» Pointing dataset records
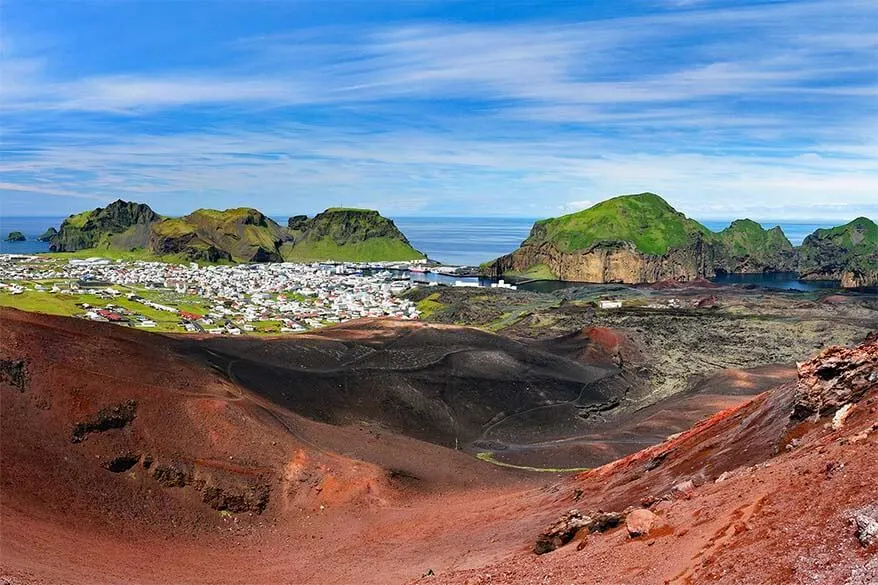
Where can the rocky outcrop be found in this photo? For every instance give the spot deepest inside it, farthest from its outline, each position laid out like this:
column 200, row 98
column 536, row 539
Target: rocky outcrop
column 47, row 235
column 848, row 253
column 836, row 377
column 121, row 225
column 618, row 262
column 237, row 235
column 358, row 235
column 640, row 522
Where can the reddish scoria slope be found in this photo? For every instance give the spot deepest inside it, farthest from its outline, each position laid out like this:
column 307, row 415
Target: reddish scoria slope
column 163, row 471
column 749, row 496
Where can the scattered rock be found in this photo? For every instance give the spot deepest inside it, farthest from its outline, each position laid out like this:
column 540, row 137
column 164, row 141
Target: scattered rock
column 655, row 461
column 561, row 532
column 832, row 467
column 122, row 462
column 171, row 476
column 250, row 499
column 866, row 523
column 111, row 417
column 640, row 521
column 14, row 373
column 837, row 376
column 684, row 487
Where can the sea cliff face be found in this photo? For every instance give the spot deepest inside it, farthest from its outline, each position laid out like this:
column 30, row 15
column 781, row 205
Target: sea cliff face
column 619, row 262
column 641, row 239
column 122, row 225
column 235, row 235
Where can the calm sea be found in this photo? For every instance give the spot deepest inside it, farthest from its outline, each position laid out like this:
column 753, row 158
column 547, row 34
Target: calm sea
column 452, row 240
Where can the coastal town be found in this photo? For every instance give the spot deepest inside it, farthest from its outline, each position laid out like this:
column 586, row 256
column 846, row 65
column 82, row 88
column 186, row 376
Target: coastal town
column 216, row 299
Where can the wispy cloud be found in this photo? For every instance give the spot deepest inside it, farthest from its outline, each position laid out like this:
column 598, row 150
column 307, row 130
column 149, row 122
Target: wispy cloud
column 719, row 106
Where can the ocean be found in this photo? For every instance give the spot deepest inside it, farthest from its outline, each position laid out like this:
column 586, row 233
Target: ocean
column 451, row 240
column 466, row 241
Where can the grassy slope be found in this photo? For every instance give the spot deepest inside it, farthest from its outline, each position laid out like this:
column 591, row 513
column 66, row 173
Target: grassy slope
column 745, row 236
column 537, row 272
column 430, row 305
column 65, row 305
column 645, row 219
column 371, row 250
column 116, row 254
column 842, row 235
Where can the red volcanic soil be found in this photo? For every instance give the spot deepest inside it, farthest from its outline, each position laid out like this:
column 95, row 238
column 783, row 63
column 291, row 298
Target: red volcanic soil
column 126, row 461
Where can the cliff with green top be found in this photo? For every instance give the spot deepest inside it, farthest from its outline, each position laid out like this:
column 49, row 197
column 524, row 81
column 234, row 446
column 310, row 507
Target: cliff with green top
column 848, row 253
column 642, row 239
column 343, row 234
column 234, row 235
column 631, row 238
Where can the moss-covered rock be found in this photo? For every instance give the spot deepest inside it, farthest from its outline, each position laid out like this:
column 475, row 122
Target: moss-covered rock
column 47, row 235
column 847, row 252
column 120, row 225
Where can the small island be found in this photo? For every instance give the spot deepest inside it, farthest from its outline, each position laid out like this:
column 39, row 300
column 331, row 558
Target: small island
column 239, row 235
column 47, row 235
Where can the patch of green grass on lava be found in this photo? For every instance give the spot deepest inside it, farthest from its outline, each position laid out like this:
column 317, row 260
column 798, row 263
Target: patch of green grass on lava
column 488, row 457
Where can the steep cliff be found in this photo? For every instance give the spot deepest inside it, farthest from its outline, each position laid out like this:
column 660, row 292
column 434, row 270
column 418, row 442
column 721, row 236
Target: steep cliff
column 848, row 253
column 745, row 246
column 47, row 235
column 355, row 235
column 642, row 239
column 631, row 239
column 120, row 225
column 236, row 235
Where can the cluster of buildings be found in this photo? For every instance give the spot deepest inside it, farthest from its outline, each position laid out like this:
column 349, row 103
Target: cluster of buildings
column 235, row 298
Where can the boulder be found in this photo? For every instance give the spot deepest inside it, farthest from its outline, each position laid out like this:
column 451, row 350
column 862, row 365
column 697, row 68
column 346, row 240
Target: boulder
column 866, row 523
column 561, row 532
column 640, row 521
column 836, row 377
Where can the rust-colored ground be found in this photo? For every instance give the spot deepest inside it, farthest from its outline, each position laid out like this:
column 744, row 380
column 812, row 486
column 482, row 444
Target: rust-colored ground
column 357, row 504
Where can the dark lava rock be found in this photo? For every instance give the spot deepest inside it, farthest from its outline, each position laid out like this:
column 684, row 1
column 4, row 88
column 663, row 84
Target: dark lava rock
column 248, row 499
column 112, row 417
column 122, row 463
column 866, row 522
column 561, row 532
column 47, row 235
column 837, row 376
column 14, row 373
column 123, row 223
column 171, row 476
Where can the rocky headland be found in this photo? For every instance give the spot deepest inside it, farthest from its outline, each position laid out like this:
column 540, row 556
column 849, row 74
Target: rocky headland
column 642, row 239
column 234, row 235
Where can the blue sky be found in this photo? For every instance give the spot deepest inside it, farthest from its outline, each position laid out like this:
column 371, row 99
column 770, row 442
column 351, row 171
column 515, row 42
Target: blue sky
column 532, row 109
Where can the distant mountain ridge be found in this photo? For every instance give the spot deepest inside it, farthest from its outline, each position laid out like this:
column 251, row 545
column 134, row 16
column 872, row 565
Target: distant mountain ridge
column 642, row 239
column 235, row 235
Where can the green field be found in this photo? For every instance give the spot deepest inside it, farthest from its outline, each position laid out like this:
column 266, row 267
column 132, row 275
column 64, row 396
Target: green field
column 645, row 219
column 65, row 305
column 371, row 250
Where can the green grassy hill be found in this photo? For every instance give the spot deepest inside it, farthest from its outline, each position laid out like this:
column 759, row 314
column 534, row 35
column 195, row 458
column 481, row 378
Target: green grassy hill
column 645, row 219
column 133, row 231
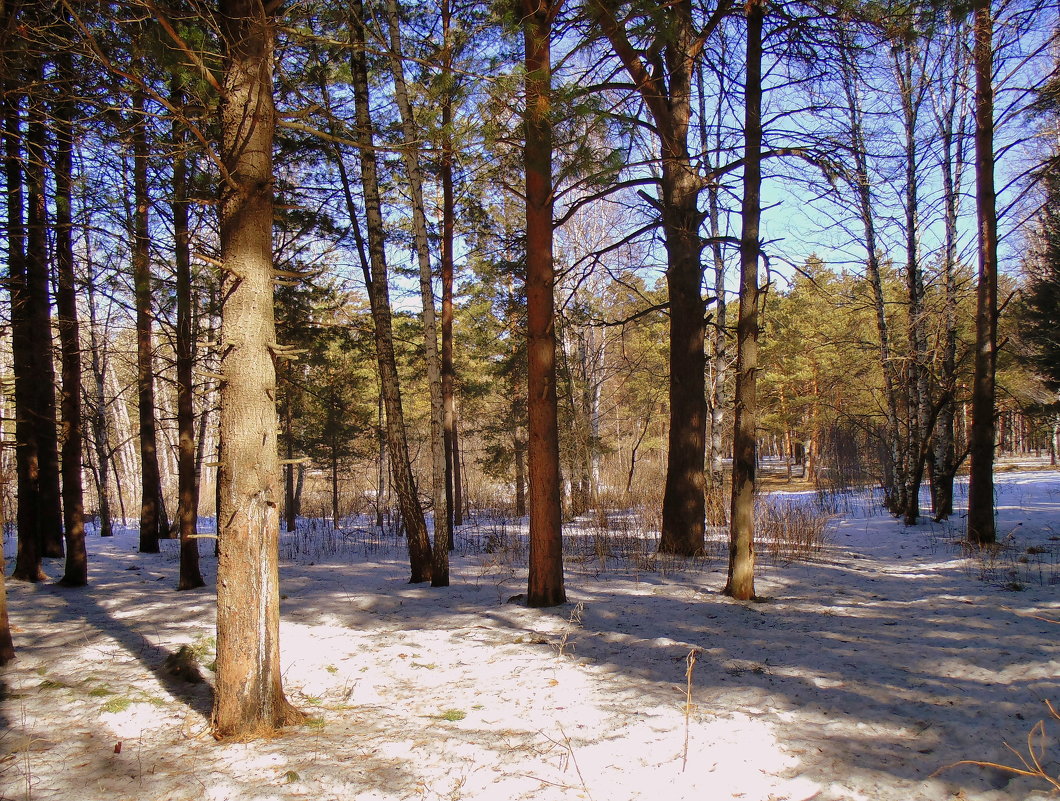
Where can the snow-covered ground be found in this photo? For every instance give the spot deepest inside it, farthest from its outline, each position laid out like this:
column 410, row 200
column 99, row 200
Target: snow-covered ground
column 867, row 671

» Short task
Reproduce the lines of the items from the line containing "Where can the red volcanic" through the line containing "column 235, row 298", both included, without changing any of them.

» Solution for this exercise
Where can the red volcanic soil be found in this photo? For every instance give the spot deepest inside it, farthest from its outline, each position laid out like this:
column 95, row 238
column 783, row 63
column 291, row 298
Target: red volcanic soil
column 126, row 461
Where can the cliff with green top be found in this photo? For every instance give the spot deepest inside it, farthest from its outline, each position laid out like this:
column 49, row 197
column 524, row 81
column 234, row 446
column 310, row 507
Target: cliff with green top
column 848, row 253
column 642, row 239
column 343, row 234
column 234, row 235
column 631, row 238
Where can the moss-covered rock be found in this photo? For every instance give the spot deepest inside it, farthest from its outline, each position laid out like this:
column 475, row 122
Target: moss-covered rock
column 47, row 235
column 847, row 252
column 120, row 225
Where can the small island be found in this photo? For every instance give the spot deepest inside it, farthest from its outline, each position laid out like this:
column 39, row 300
column 331, row 558
Target: small island
column 239, row 235
column 47, row 235
Where can the patch of green grass on lava be found in this photo? For every instance give the spot deepest inside it, farthest from its outline, each position laid out like this:
column 317, row 260
column 798, row 263
Target: patch of green grass on lava
column 488, row 457
Where can the steep cliff be found in this photo? For every instance give the spot deepest inside it, farthest from its outline, each position laid out like this:
column 660, row 292
column 434, row 270
column 418, row 442
column 721, row 236
Target: steep cliff
column 848, row 253
column 745, row 246
column 47, row 235
column 355, row 235
column 642, row 239
column 631, row 239
column 120, row 225
column 236, row 235
Where can the cluster of buildings be found in this photo? For every instance give the spot deepest inside it, farthest from its outline, each position laid out like this:
column 349, row 103
Target: cluster of buildings
column 235, row 298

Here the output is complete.